━━━ Passage to read ━━━
It won’t come in a formula, it won’t happen because you really like your product, and it certainly won’t work just because you come up with a cool logo and tagline. 

In my 20-year career as a marketing manager, I’ve worked at Fortune 500 companies, small New England businesses and now for a cannabis company where regulation, competition and customer demographics change every six to 12 months. Without a doubt, I’ve learned that great brands are born from three things: a deep understanding of your target market, knowing your competition inside and out and truly believing in your value proposition.  

So forget the logo and the savvy taglines (for now). And let’s explore how to build a successful, defendable and indisputably strong brand. 

First, develop a strategy 

This is a roadmap that will guide you from concept to completion. Your brand is defined by the customer’s overall perception of your business or product — essentially, it is your reputation. And the most important first step is mapping out how to convey your purpose, promise, and your ability to solve for your customers’ needs. To develop that strategy:  

  • Define your target audience and tailor a mission, message and product to meet their exact needs
  • Analyze your competition to uncover the whitespace in the market
  • Roll it out with a budget and a timeline. Define what marketing channels to use, set aside some money, and define a short, medium and long-term timeline for your marketing efforts
  • Set success metrics to analyze your efforts and performance at multiple points in the process.

Develop the personas

Making knowledge-based choices for your brand will make it defendable. It helps to understand your audiences’ likes and dislikes, habits and hangouts, sources of news and information, desired price points, the industry influencers and current trends. If you have this information, you can specifically tailor a product that meets those precise needs. In some cases, you might even be one step ahead of them. You know they need you, but they might not yet.

Fill the whitespace

The whitespace is vacant space where unmet needs and problems exist within an existing industry — and it’s also where smart brand strategists, entrepreneurs and business leaders look toward for their greatest innovative opportunities. Figuring out all facets of your competition, matched up against your audience research will always show you where opportunities lie. Once you uncover the details on how to occupy the whitespace and solve for your customers’ unmet needs and problems, the creative aspect of your branding will naturally follow.
━━━
Task brief -
Answer these questions about the passage on brand building.
1. For how many years has the writer worked as a marketing manager?
2. What three lengths of timeline does the passage say to define for marketing efforts?
3. According to the passage, what is the whitespace?
━━━ Supplied material ━━━
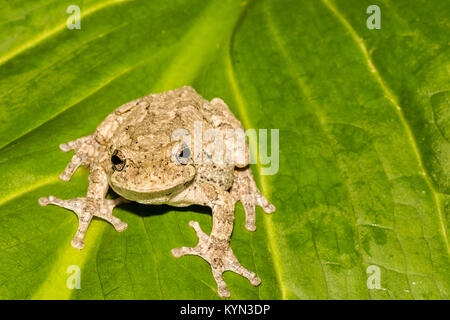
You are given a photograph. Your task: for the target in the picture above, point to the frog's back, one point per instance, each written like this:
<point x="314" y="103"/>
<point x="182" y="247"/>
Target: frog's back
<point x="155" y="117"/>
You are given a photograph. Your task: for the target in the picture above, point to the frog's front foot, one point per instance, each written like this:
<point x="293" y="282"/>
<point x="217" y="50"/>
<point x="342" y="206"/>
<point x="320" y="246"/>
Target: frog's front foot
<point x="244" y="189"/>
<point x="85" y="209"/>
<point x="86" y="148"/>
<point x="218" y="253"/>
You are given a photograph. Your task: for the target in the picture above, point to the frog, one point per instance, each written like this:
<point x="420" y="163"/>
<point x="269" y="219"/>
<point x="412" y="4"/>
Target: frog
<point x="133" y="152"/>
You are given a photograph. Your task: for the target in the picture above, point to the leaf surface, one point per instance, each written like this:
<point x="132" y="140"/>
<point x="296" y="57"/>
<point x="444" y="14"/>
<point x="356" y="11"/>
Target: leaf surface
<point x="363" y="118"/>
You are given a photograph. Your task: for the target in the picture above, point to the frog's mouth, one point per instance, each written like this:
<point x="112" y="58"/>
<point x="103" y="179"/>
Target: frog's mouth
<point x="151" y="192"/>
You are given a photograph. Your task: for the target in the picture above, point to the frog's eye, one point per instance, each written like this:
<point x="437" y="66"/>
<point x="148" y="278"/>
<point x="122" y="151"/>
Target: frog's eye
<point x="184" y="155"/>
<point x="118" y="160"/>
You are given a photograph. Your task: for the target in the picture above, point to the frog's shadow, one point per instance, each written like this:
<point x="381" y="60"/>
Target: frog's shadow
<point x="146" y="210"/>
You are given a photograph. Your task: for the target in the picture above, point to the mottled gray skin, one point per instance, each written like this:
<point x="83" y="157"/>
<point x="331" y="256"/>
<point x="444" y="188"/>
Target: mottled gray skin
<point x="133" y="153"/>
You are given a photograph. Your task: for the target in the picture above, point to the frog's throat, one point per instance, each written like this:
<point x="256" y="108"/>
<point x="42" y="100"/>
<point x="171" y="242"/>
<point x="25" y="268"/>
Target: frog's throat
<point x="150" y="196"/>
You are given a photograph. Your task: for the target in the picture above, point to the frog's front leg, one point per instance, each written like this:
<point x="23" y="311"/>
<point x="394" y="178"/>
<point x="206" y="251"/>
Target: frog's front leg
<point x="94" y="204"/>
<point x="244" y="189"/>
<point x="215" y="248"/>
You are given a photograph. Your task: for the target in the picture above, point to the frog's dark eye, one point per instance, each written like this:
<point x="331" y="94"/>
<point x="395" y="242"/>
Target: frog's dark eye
━━━
Complete output -
1. 20 years.
2. Short, medium and long-term.
3. Vacant space where unmet needs and problems exist within an existing industry.